## Set task
Extract every line of the items below that contains the word "street", copying each line in full. Treat the match as case-sensitive.

________________________

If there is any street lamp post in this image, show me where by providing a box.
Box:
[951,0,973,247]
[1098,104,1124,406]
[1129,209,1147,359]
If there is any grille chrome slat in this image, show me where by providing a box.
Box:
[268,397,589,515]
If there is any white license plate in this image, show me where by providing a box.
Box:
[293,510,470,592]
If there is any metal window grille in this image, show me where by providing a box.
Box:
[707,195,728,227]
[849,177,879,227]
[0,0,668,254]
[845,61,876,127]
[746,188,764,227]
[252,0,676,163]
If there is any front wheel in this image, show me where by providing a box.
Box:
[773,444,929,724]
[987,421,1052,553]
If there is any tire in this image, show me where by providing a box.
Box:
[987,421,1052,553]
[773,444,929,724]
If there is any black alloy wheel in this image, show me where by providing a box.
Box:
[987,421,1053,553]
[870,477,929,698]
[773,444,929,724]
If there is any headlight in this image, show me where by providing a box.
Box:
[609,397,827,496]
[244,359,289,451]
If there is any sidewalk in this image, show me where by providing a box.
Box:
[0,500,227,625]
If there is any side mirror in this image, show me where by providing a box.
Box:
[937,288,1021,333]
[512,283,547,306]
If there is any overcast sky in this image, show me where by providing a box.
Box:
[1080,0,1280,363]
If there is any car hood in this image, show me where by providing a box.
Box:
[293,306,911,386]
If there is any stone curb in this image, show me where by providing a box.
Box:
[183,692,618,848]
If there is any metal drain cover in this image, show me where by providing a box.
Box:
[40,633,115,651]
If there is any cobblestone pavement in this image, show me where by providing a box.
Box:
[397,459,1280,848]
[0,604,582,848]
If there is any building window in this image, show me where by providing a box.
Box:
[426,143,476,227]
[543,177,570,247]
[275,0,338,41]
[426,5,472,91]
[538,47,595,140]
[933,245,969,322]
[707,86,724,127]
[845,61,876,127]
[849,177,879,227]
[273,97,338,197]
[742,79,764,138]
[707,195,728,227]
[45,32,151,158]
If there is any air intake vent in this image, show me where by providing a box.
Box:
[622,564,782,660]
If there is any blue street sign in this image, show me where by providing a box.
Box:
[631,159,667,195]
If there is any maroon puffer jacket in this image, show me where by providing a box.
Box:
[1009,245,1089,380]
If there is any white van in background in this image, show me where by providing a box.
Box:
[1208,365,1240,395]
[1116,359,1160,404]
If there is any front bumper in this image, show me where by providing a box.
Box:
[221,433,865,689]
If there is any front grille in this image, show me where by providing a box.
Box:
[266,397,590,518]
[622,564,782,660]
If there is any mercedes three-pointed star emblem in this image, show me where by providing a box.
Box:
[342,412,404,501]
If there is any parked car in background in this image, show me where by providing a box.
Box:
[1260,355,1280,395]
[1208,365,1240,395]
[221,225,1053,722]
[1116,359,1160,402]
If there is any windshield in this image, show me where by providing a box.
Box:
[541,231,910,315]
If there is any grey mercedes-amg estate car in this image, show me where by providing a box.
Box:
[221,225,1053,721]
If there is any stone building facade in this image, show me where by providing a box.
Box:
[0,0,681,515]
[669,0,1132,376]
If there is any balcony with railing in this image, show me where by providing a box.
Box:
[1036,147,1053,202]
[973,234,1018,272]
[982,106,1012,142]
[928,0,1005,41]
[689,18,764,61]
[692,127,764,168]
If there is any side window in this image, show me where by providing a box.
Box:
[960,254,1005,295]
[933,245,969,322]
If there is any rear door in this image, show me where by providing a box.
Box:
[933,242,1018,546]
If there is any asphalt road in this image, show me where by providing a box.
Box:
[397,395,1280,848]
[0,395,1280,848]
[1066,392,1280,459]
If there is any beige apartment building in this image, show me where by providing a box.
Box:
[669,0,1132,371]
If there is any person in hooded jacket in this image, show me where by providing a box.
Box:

________________________

## Task result
If there is any street lamp post in this image, show me where by providing a box.
If there is any blue street sign in this image, show me where by providing a box.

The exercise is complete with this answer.